O quão radical é a tradução de Quine?

Em Word and Object (Cambridge/MA: The MIT Press, 1960; tradução no prelo), no famoso capitulo II, sobre a indeterminação da tradução, no início da descrição da situação de tradução radical, uma situação em que a linguagem traduzida é completamente desconhecida e não há auxilio de intérpretes, mas apenas o comportamento observável dos falantes, verbal e não-verbal, e os estímulos que ele recebe do ambiente, Quine diz:
Mas como ele [o lingüista numa situação de tradução radical] deve reconhecer o assentimento e dissentimento do nativo quando ele os ouve? Gestos não devem ser tomados pelo valor de face; os gestos dos turcos são aproximadamente o reverso dos nossos. O que ele deve fazer é adivinhar a partir da observação e ver como suas adivinhações funcionam. [...] Não obstante inconclusivos que são esses métodos, eles geram uma hipótese de trabalho. Se dificuldades extraordinárias advêm em todos os passos subseqüentes, o lingüista pode decidir descartar a hipótese e adivinhar novamente. [p. 29]
Mas aqui uma pergunta (que me incomoda desde que ouvi falar da reflexão de Quine pela primeira vez) se impõe: como o tradutor pode "ver como suas adivinhações funcionam"?
· · · · ·
PEDIDO >> Prossiga com o texto sobre a tradução radical em Quine, começando logo após a última frase apresentada.
· · · · ·
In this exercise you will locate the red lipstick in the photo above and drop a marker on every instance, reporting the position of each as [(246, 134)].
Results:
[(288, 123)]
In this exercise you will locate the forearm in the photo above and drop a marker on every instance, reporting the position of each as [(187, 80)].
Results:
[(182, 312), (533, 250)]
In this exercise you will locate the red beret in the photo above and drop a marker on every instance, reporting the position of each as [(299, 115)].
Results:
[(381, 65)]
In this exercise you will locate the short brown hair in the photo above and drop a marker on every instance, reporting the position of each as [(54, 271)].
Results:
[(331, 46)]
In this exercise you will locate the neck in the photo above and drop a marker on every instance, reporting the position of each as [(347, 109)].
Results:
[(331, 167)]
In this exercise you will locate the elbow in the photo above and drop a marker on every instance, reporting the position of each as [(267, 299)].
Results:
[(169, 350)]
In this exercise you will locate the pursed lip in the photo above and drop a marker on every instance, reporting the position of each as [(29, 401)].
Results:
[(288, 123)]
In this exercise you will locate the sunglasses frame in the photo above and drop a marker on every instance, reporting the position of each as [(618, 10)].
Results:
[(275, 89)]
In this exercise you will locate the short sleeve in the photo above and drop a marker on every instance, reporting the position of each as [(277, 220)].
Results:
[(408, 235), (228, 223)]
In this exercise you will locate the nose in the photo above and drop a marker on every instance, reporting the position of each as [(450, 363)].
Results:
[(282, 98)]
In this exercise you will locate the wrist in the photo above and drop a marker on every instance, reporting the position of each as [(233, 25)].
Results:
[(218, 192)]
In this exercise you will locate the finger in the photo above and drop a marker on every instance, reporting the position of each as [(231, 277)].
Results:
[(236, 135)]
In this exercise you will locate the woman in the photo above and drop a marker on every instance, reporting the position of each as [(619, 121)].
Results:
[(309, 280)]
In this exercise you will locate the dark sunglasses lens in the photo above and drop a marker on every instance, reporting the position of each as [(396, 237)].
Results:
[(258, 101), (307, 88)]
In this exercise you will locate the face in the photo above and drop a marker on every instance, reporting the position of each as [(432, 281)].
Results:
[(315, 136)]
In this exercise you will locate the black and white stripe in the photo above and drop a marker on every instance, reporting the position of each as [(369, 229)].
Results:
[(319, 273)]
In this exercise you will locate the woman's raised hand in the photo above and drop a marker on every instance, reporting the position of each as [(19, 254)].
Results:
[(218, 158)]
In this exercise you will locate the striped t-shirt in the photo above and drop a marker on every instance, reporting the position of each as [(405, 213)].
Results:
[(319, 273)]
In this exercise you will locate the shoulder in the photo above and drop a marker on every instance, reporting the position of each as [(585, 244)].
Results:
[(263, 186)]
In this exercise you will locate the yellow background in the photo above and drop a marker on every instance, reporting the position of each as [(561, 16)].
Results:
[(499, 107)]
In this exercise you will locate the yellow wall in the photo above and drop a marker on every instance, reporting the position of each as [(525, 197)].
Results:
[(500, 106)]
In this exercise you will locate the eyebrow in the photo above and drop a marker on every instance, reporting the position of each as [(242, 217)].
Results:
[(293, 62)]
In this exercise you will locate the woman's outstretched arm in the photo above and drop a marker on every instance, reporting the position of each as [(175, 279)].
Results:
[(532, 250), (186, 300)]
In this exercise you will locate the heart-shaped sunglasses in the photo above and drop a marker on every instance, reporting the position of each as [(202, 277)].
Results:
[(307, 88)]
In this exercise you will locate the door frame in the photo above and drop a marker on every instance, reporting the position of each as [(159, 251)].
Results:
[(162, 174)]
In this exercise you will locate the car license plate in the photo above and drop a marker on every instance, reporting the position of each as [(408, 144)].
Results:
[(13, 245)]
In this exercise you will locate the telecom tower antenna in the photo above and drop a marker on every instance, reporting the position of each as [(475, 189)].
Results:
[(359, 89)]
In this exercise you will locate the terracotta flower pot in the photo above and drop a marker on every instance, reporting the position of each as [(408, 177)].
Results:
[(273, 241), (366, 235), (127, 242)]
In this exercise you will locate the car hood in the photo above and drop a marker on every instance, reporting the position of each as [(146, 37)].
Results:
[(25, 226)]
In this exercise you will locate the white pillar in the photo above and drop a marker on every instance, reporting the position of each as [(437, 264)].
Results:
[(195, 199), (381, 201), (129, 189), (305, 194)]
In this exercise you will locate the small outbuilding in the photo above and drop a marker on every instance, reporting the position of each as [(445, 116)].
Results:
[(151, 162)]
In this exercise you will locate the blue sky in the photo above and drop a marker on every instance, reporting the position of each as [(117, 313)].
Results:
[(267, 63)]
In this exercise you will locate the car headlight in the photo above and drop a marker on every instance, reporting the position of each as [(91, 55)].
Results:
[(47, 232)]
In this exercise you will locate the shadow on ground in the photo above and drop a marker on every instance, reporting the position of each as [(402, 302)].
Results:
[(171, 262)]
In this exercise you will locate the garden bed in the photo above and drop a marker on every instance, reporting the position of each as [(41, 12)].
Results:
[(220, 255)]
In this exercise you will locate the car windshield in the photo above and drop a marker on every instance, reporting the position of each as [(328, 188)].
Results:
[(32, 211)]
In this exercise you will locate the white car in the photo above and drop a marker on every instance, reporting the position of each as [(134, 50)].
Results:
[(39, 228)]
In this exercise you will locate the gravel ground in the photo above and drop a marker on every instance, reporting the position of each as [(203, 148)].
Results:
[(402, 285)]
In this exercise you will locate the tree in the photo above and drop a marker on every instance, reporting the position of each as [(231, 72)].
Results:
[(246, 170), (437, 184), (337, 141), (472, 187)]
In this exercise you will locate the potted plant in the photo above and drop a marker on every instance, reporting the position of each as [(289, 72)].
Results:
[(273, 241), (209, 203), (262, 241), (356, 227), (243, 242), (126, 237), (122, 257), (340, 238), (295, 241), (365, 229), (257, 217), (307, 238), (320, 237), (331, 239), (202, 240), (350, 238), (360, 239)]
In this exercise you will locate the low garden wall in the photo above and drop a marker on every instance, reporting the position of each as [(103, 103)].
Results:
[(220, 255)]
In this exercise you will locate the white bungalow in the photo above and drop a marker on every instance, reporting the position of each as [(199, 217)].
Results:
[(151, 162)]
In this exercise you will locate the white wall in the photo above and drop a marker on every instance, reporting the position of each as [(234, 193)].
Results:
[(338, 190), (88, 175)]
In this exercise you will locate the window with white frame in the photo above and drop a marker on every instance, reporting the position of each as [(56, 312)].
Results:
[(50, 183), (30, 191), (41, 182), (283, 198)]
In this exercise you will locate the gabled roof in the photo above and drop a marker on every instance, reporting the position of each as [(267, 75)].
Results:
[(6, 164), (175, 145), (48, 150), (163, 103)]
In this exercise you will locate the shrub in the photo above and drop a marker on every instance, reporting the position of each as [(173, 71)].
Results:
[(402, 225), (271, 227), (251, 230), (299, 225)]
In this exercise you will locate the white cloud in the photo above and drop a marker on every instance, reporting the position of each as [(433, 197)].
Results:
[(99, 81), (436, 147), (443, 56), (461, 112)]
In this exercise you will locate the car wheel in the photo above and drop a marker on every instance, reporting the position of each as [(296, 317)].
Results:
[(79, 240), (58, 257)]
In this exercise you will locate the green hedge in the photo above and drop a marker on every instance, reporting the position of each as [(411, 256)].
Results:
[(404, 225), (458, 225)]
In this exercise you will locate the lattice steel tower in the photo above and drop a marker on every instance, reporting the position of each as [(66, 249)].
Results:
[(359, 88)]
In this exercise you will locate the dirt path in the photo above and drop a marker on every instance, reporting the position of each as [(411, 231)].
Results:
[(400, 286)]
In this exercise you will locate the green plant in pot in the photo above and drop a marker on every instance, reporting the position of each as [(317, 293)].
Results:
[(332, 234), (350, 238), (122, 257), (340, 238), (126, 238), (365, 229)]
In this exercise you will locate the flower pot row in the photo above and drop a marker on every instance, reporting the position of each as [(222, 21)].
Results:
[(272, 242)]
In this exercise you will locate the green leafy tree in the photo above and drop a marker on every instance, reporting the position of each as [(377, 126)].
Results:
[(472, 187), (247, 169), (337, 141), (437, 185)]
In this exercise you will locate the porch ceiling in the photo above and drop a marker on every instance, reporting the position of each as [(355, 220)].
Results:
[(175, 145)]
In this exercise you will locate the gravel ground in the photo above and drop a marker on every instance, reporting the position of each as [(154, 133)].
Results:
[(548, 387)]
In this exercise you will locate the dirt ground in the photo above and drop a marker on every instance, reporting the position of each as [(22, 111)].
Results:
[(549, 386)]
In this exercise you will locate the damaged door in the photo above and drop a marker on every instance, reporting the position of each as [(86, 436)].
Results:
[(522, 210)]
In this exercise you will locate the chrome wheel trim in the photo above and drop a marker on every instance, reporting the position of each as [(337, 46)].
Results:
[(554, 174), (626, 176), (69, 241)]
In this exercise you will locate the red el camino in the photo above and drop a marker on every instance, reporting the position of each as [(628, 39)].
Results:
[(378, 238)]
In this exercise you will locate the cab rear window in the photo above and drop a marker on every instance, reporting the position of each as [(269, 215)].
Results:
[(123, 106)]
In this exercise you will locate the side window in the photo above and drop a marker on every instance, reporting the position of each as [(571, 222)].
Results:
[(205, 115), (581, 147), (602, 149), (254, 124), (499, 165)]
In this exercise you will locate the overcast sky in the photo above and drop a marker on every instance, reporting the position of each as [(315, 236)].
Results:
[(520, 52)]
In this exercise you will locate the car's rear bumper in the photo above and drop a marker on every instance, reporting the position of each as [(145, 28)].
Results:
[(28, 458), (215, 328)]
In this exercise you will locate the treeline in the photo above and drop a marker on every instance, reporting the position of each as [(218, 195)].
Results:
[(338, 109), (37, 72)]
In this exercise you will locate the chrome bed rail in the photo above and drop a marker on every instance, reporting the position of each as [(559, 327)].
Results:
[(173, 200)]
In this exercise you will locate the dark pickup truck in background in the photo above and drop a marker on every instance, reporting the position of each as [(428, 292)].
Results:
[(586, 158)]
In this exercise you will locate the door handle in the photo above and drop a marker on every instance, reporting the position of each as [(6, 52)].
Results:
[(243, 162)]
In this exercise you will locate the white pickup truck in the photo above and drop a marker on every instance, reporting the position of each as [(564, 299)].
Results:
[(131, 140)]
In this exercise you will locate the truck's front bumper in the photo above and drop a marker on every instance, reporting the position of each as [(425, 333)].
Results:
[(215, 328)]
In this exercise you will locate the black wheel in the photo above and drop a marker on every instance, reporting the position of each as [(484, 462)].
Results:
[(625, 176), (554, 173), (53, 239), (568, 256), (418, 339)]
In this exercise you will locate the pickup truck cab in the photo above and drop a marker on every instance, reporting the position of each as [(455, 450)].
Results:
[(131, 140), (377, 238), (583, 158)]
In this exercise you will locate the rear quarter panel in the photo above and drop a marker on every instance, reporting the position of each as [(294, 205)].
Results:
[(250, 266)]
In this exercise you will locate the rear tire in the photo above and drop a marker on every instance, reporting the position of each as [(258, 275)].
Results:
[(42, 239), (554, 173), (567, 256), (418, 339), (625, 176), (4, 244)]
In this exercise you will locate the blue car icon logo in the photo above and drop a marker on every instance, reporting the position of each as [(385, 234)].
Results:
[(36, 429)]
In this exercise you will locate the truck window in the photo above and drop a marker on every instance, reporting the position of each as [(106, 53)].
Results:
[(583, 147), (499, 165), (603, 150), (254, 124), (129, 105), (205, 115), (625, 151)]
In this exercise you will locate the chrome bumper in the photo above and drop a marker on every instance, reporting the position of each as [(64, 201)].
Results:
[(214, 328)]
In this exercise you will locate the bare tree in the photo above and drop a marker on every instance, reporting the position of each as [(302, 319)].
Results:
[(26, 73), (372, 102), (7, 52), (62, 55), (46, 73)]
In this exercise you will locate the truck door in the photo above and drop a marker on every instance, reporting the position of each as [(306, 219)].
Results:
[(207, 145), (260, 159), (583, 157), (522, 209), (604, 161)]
· · · · ·
RESULTADO >>
Na passagem omitida no trecho acima, Quine diz:
Desse modo, suponha que ao perguntar "Gavagai?", e coisa semelhante, na nítida presença de coelhos e coisas semelhantes, ele dê as respostas "Evert" e "York" com freqüência suficiente para ele supor que elas correspondem a "Sim" e "Não", mas não tem nenhuma noção de qual é qual. Então ele tenta o experimento de ecoar os pronunciamentos voluntários do próprio nativo. Se de modo bem regular ele responde "Evert" ao invés de "York", ele é encorajado a tomar "Evert" como "Sim". [p. 29]
Bem, sim, se o nativo dá assentimento ao uso de "Evert" quando o Tradutor está tentando testar a hipótese que "Evert" deve ser traduzido por "Sim", então ele é encorajado a manter sua hipótese. Mas, o problema não era saber qual é o comportamento de assentimento e dissentimento do nativo?

Isso me lembra a seguinte reflexão de Wittgenstein:
Suponha que você foi, como um explorador, a um país desconhecido com uma língua bem estranha para você. Em que circunstâncias você diria que as pessoas lá deram ordens, as entenderam, as obedeceram, rebelaram-se contra elas, e assim por diante?

O comportamento comum da humanidade é o sistema de referência por meio do qual interpretamos uma linguagem desconhecida. [Investigações Filosóficas, §206, Oxford: Blackwell, 1999]
A reflexão aqui, me parece, é paralela à uma reflexão que se pode fazer sobre o aprendizado. Para que seja possível que uma criança aprenda as primeiras lições a que a submetemos, ela deve reagir de um modo que nós não ensinamos. Ela deve ter reações naturais apropriadas, comuns a todas as crianças capazes de aprender. Analogamente, um substrato de reações comuns é necessário para que a interação com um povo desconhecido propicie as condições para uma tradução da sua língua para a nossa, por mais limitada que seja essa tradução.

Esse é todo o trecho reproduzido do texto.